**Task statement**
Set down exactly the lines from the one containing "Mark every instance of the weathered" through the end of the records below, both included, and nothing else.

---*---

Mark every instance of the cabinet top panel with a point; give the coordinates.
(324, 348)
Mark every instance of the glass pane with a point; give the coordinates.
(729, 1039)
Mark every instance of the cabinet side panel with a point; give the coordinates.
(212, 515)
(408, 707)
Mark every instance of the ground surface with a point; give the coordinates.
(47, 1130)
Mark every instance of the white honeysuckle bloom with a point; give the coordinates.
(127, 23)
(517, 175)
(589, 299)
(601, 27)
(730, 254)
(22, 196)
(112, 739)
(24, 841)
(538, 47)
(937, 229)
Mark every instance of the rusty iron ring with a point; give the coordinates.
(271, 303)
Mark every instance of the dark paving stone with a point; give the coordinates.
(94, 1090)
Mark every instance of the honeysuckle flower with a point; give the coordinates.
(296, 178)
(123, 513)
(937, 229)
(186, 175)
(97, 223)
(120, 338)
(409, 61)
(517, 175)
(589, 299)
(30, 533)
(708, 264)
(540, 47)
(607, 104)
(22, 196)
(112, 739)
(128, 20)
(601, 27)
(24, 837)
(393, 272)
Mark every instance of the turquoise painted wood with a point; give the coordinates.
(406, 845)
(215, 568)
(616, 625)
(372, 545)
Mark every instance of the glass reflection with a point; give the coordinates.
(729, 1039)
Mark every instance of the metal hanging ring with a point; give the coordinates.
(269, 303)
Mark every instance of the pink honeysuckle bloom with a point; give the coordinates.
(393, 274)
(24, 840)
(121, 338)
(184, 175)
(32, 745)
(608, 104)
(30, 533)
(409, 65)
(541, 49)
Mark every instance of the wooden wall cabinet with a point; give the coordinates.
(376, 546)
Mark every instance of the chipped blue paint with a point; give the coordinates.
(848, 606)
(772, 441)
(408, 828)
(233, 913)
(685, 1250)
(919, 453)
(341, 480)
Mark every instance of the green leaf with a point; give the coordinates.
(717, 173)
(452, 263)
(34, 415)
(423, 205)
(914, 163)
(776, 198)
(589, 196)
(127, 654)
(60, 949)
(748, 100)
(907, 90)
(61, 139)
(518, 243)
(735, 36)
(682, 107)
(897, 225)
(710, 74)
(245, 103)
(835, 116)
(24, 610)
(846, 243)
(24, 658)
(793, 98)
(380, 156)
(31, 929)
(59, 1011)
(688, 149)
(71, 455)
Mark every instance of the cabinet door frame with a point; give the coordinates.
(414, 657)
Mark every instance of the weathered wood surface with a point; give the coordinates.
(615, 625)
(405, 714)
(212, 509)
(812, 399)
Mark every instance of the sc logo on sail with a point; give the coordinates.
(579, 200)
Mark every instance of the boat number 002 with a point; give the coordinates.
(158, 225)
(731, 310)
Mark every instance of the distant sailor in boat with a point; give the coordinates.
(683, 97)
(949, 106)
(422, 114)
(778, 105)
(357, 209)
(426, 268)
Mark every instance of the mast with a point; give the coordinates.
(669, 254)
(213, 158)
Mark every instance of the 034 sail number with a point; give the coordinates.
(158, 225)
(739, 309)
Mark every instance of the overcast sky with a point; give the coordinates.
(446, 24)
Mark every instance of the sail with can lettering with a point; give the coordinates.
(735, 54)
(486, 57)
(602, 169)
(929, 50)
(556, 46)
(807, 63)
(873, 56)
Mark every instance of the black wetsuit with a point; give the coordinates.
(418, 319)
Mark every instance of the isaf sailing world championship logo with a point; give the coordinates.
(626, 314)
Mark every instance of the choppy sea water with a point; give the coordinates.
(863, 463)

---*---

**Answer space**
Mark every instance of the weathered wood surface with a point; give the coordinates.
(615, 625)
(405, 714)
(212, 509)
(812, 399)
Mark every instance of the sc logo on sail with a point; give the coordinates.
(579, 200)
Mark every instance of the boat number 002 with a point; give the coordinates.
(158, 225)
(731, 310)
Mark every instance of the distant sailor in boat with a point; give the coordinates.
(683, 97)
(949, 106)
(422, 114)
(778, 105)
(357, 209)
(426, 268)
Mark every instance of the mast with a point; give the coordinates.
(669, 254)
(213, 158)
Mark every instance of the 034 sail number with a point; give the coordinates.
(158, 225)
(739, 309)
Mark every instance of the overcast sky with a point; give the coordinates.
(446, 24)
Mark every instance of the sail with can lettering with a point; give the coordinates.
(735, 54)
(486, 57)
(602, 169)
(929, 50)
(556, 46)
(807, 63)
(873, 56)
Mark every instance of the black wetsuit with a point; give the coordinates.
(418, 319)
Mark every instance of the isaf sailing world championship logo with a point; give the coordinates.
(626, 314)
Mark every instance of the choppy sea water with a point; give the coordinates.
(863, 463)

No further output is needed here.